(WHAT THE EXERCISE ASKS) Quote every one of the items below word for word, with nothing changed.

****

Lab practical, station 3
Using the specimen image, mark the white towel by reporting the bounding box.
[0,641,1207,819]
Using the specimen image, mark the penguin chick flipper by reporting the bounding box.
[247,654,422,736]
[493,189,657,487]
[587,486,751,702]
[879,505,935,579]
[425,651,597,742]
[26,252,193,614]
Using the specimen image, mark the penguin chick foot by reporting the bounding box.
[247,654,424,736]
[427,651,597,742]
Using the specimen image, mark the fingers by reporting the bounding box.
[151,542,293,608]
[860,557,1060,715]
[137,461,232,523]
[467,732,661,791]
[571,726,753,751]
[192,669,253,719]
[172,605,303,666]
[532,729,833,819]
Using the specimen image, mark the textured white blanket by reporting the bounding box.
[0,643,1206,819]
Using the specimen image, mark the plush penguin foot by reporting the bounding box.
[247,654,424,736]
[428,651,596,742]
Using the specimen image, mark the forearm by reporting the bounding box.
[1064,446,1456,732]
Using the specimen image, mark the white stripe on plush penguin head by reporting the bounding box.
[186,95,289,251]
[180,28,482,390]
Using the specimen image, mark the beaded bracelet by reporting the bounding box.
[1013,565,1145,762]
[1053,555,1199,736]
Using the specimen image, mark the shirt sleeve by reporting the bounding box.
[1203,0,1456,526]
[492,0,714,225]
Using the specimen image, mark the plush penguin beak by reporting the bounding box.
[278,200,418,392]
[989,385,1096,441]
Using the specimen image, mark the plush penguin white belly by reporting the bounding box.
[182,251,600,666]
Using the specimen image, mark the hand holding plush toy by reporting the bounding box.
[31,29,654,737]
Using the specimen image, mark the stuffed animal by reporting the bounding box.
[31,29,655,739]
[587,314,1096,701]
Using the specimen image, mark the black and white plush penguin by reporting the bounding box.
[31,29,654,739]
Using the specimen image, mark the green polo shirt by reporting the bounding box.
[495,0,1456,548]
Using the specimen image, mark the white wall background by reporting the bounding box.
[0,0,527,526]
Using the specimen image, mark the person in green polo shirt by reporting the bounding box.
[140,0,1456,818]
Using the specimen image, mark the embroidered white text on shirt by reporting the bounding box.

****

(ANSWER TO THIS EXERCISE)
Lab practical, station 3
Using the specimen image, mark the white towel by reporting the bounding box.
[0,641,1207,819]
Using the specimen image, mark the penguin chick flipper by reporting the bounding box.
[247,654,422,736]
[493,189,657,487]
[587,486,751,702]
[879,505,935,579]
[425,651,597,742]
[26,252,193,614]
Using the specimen image, mark the penguin chick foot by reporting the bounding box.
[247,654,424,736]
[427,651,597,742]
Using the specimen image, mark the fingers by reporting the bounding box.
[151,542,293,608]
[860,557,1060,715]
[137,461,232,523]
[467,732,661,791]
[571,726,753,751]
[192,669,253,719]
[172,605,303,666]
[532,729,833,819]
Using the specimen image, mark the textured white blanket by reporting the bounding box.
[0,643,1206,819]
Using the specimen image, mark the plush penguin foot by reporting the bounding box.
[247,654,424,736]
[428,651,596,742]
Using the specimen image, mark the forearm by reporting the bounding box.
[1064,446,1456,732]
Using the specimen image, mark the white stripe on plush penguin head by reporting the bounding box.
[186,95,289,251]
[180,28,482,390]
Using the specimen image, mark the beaded bracelet by reporting the bounding box.
[1013,565,1145,762]
[1053,555,1199,736]
Using the specimen image, mark the shirt sleeve by reporting the bounding box.
[1203,0,1456,526]
[492,0,714,225]
Using the specimen image, mark the plush penguin beak by reporting the bounding box.
[278,200,418,392]
[989,385,1096,441]
Using the specimen image, mark the plush penguin white belly by reporting the bounding box.
[182,251,600,666]
Using the specimen image, mark the hand holding plush toy by reporting the bounding box.
[31,29,654,737]
Using the specimen image, mark the stuffed animal by reporting the bounding box.
[31,29,655,739]
[587,314,1096,701]
Using the specimen image, mark the black and white plush penguin by reporting the bounding box.
[31,29,654,739]
Using the specimen image, mark the green polo shirt by reporting the bounding box.
[495,0,1456,548]
Using the specimen image, mark the white wall background by reporting the bounding box.
[0,0,527,526]
Using the specimen image, mark the person in green polo shirt by reporting the bounding box.
[140,0,1456,818]
Using the specimen image, mark the embroidered white text on shirt by reporting the bounding box.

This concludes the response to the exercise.